PROVIDED MATERIAL:
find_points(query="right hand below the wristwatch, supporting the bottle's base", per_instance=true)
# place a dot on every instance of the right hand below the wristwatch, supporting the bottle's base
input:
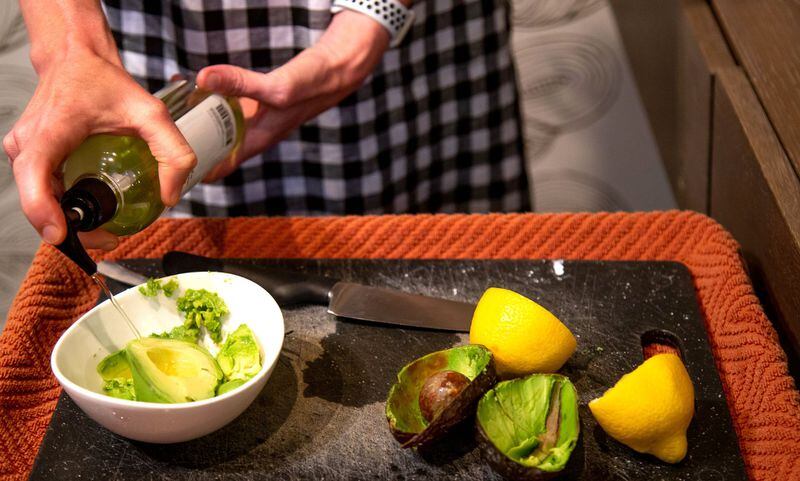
(318, 78)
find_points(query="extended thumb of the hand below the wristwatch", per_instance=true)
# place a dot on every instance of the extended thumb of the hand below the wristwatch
(306, 75)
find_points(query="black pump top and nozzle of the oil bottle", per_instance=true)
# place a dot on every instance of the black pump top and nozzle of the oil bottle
(87, 205)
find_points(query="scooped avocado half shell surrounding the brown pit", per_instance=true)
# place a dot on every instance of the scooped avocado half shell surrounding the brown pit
(403, 412)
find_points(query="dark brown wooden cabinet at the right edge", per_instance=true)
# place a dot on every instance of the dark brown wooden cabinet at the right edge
(730, 139)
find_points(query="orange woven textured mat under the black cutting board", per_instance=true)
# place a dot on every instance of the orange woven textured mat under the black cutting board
(762, 398)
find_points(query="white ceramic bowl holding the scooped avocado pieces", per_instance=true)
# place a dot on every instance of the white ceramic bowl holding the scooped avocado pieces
(102, 331)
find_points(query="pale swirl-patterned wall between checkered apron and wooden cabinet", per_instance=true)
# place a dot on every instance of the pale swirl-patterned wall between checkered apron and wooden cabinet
(589, 145)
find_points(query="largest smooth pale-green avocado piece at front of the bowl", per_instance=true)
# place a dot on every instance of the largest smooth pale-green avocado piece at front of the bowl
(172, 371)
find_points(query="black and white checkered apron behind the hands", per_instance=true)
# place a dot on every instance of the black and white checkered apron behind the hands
(435, 128)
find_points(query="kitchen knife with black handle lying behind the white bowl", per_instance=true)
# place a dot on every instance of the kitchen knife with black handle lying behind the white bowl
(343, 299)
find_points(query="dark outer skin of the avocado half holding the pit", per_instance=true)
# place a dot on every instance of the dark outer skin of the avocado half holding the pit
(462, 407)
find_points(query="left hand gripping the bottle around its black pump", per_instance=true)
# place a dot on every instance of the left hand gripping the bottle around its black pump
(80, 93)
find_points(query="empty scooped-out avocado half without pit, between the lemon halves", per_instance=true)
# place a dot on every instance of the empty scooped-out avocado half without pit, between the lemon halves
(528, 428)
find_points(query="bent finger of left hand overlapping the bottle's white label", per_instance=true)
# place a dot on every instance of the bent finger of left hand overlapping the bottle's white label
(174, 155)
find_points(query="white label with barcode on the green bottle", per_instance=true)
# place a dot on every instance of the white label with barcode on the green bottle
(210, 129)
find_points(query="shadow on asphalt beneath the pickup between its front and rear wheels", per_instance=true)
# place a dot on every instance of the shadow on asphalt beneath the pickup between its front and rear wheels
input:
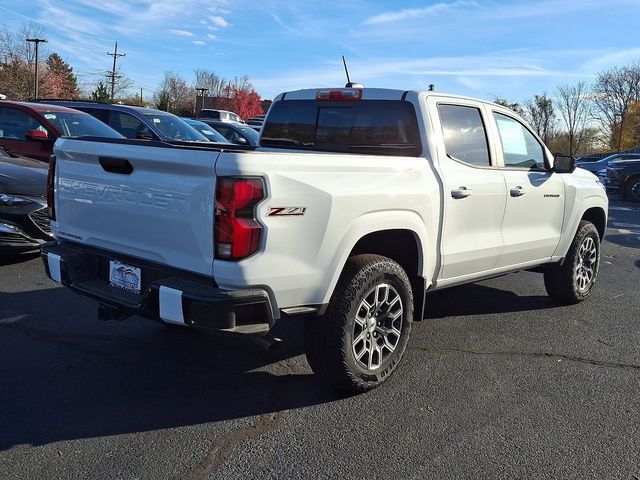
(476, 299)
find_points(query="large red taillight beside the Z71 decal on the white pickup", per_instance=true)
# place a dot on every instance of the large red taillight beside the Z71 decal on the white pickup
(237, 234)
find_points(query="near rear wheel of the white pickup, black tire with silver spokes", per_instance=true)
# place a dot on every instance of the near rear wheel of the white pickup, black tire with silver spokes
(329, 340)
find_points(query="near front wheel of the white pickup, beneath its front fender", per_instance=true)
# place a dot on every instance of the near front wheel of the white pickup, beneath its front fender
(572, 281)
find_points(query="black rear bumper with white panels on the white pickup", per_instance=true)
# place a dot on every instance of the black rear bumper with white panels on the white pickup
(166, 294)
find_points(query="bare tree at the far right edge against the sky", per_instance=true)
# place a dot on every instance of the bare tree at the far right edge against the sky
(614, 92)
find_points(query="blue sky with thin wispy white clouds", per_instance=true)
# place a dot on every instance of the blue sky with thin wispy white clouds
(481, 48)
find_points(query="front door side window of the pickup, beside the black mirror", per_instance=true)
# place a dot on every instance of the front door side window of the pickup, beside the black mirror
(520, 149)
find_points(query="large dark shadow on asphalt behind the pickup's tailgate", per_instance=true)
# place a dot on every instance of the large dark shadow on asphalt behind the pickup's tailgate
(66, 375)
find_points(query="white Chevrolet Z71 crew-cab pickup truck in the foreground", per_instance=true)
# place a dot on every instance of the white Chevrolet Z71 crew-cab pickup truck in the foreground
(357, 203)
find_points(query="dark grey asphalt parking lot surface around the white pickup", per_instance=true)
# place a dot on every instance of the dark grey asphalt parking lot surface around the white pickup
(499, 382)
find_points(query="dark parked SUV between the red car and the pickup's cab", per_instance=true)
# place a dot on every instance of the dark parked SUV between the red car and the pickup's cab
(137, 122)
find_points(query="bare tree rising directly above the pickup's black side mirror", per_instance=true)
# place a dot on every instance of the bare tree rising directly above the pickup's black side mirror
(574, 104)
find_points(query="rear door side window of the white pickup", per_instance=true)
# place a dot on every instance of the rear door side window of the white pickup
(465, 137)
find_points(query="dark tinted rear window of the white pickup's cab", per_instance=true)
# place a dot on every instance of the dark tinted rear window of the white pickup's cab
(385, 127)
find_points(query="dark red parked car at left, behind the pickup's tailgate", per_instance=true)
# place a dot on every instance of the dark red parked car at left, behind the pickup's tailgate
(31, 129)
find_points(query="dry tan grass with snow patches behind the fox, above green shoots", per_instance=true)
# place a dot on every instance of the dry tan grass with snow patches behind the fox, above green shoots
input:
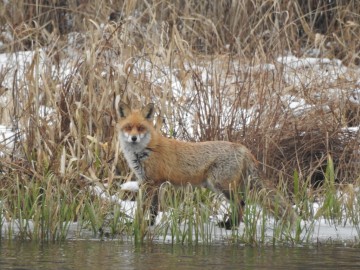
(204, 63)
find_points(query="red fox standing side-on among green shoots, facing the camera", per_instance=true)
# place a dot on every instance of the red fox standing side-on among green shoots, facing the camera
(221, 166)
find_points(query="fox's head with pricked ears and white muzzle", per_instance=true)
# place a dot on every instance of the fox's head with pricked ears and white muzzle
(135, 126)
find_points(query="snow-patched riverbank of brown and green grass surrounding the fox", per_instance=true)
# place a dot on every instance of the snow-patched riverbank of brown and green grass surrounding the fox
(279, 77)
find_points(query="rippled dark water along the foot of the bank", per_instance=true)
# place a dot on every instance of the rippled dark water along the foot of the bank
(115, 255)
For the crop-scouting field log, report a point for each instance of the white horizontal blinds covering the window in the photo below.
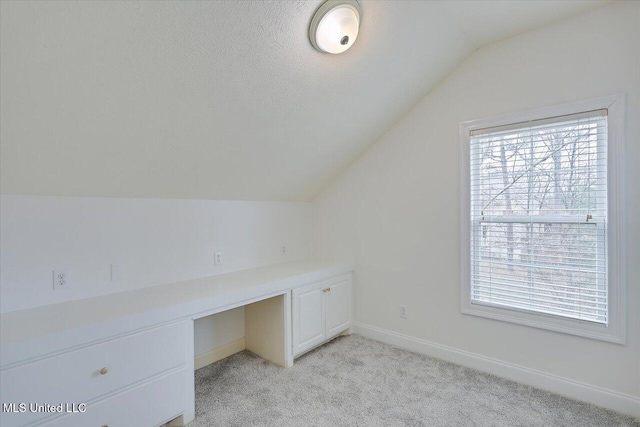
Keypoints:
(539, 216)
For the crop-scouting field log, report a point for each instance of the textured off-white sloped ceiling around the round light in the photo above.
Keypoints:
(219, 100)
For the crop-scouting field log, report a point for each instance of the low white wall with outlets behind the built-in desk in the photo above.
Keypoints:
(157, 241)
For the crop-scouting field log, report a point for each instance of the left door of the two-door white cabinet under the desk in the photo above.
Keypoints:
(308, 317)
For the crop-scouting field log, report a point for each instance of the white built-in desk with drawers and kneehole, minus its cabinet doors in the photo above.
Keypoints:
(120, 349)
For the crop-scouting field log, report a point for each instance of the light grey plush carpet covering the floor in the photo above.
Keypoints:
(354, 381)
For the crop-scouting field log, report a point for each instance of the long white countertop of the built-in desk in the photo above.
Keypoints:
(41, 331)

WHAT YOU HAVE TO DO: The answer should hold every entry exactly as given and no pictures at all.

FINISHED EXERCISE:
find_points(query="right hand below the wristwatch, supporting the bottle's base", per_instance=true)
# place a dot on every instance of the right hand below the wristwatch, supporting the bottle's base
input:
(318, 78)
find_points(query="extended thumb of the hand below the wristwatch", per_instance=true)
# place a dot on every instance of the extended thumb of the hand below the wristwatch
(306, 75)
find_points(query="black pump top and nozzle of the oil bottle", per_instance=true)
# place a dot on every instance of the black pump top and nozzle of the oil bottle
(87, 205)
find_points(query="scooped avocado half shell surrounding the brown pit", per_instance=true)
# place a dot on every instance of the scooped avocado half shell surrounding the brown pit
(403, 412)
find_points(query="dark brown wooden cabinet at the right edge", per_instance=true)
# place a dot on every instance of the dark brown wooden cabinet at the right edge
(730, 139)
find_points(query="orange woven textured mat under the black cutting board", per_instance=true)
# place a dot on every instance of the orange woven textured mat under the black cutting board
(762, 398)
find_points(query="white ceramic bowl holding the scooped avocado pieces", per_instance=true)
# place a dot on every instance of the white ceramic bowl holding the scooped avocado pieces
(102, 331)
find_points(query="pale swirl-patterned wall between checkered apron and wooden cabinet", per_instance=true)
# place a dot on every instance of the pale swirl-patterned wall between checkered apron and wooden cabinet
(589, 145)
find_points(query="largest smooth pale-green avocado piece at front of the bowl", per_instance=true)
# place a dot on every instance of the largest smooth pale-green avocado piece at front of the bowl
(172, 371)
find_points(query="black and white checkered apron behind the hands", per_instance=true)
# place a dot on every instance of the black and white checkered apron behind the hands
(435, 128)
find_points(query="kitchen knife with black handle lying behind the white bowl", per_instance=true)
# place a dot on every instance of the kitchen knife with black handle lying behind the white bowl
(343, 299)
find_points(query="dark outer skin of the avocado half holding the pit", per_instance=true)
# place a dot on every instance of the dark outer skin of the avocado half holding the pit
(462, 407)
find_points(query="left hand gripping the bottle around its black pump", per_instance=true)
# place a dot on every instance of the left hand gripping the bottle around its black pump
(80, 93)
find_points(query="empty scooped-out avocado half without pit, between the lemon halves", per_instance=true)
# place a dot on every instance of the empty scooped-out avocado half without pit, between the lemon halves
(528, 428)
find_points(query="bent finger of left hand overlapping the bottle's white label", per_instance=true)
# place a dot on every instance of the bent finger of left hand overlapping the bottle's white label
(174, 155)
find_points(query="white label with barcode on the green bottle", per_instance=true)
# place a dot on every instance of the white label with barcode on the green bottle
(210, 129)
find_points(query="shadow on asphalt beneath the pickup between its front and rear wheels", per_instance=true)
# place a dot on every instance of the shadow on asphalt beneath the pickup between its front and rear wheels
input:
(476, 299)
find_points(query="large red taillight beside the Z71 decal on the white pickup", per_instance=true)
# place a dot on every instance of the large red taillight beside the Z71 decal on the white pickup
(237, 234)
find_points(query="near rear wheel of the white pickup, black tire with silver spokes", per_instance=true)
# place a dot on every instance of the near rear wheel of the white pickup, black tire with silver spokes
(329, 340)
find_points(query="near front wheel of the white pickup, beneath its front fender", per_instance=true)
# place a dot on every instance of the near front wheel of the white pickup, beneath its front fender
(572, 281)
find_points(query="black rear bumper with white panels on the white pickup", per_instance=true)
# place a dot on every instance of the black rear bumper with white panels on the white pickup
(166, 294)
find_points(query="bare tree at the far right edge against the sky", per_instance=true)
# place a dot on every instance of the bare tree at the far right edge against the sky
(614, 92)
find_points(query="blue sky with thin wispy white clouds", per_instance=true)
# place a dot on every instance of the blue sky with thin wispy white clouds
(481, 48)
find_points(query="front door side window of the pickup, beside the black mirror", per_instance=true)
# place a dot on every instance of the front door side window of the pickup, beside the black mirror
(520, 149)
find_points(query="large dark shadow on asphalt behind the pickup's tailgate", per_instance=true)
# place a dot on every instance of the large dark shadow on asphalt behind the pickup's tailgate
(66, 375)
find_points(query="white Chevrolet Z71 crew-cab pickup truck in the foreground", per_instance=true)
# place a dot on every instance of the white Chevrolet Z71 crew-cab pickup truck in the foreground
(357, 203)
find_points(query="dark grey asphalt parking lot surface around the white pickup", per_instance=true)
# place a dot on every instance of the dark grey asphalt parking lot surface around the white pickup
(499, 382)
find_points(query="dark parked SUV between the red car and the pickup's cab", per_instance=true)
# place a dot on every instance of the dark parked SUV between the red car and the pickup's cab
(137, 122)
find_points(query="bare tree rising directly above the pickup's black side mirror", per_instance=true)
# place a dot on every instance of the bare tree rising directly above the pickup's black side mirror
(574, 104)
find_points(query="rear door side window of the white pickup", per_instance=true)
# place a dot on every instance of the rear door side window of the white pickup
(465, 137)
find_points(query="dark tinted rear window of the white pickup's cab", per_instance=true)
# place a dot on every instance of the dark tinted rear window of the white pickup's cab
(385, 127)
find_points(query="dark red parked car at left, behind the pickup's tailgate", per_instance=true)
# place a dot on every instance of the dark red parked car at left, behind the pickup's tailgate
(31, 129)
find_points(query="dry tan grass with snow patches behind the fox, above green shoots", per_instance=true)
# place a dot on every instance of the dry tan grass with snow patches behind the fox, above green shoots
input:
(204, 63)
find_points(query="red fox standing side-on among green shoots, facing the camera", per_instance=true)
# place a dot on every instance of the red fox standing side-on among green shoots, facing the camera
(221, 166)
find_points(query="fox's head with pricked ears and white muzzle", per_instance=true)
# place a dot on every instance of the fox's head with pricked ears and white muzzle
(135, 126)
find_points(query="snow-patched riverbank of brown and green grass surrounding the fox", per_instance=true)
# place a dot on every instance of the snow-patched riverbank of brown and green grass surrounding the fox
(279, 77)
find_points(query="rippled dark water along the foot of the bank", per_instance=true)
# place a dot on every instance of the rippled dark water along the foot of the bank
(115, 255)
For the crop-scouting field log, report a point for each instance of the white horizontal blinds covering the window in the photo below.
Keypoints:
(539, 216)
For the crop-scouting field log, report a point for each instance of the textured off-white sloped ceiling around the round light in the photo above.
Keypoints:
(219, 100)
For the crop-scouting field log, report a point for each instance of the low white wall with outlets behind the built-in desk in the photo above.
Keypoints:
(157, 241)
For the crop-scouting field log, report a point for each instance of the left door of the two-door white cabinet under the desk in the photo above.
Keypoints:
(308, 317)
For the crop-scouting field log, report a point for each instance of the white built-in desk with drawers and kneehole, minus its cabinet doors in the photo above.
Keypoints:
(120, 349)
For the crop-scouting field log, report a point for each instance of the light grey plush carpet covering the floor in the photo above.
Keypoints:
(354, 381)
For the crop-scouting field log, report a point for each instance of the long white countertop of the built-in desk in the photo above.
Keypoints:
(41, 331)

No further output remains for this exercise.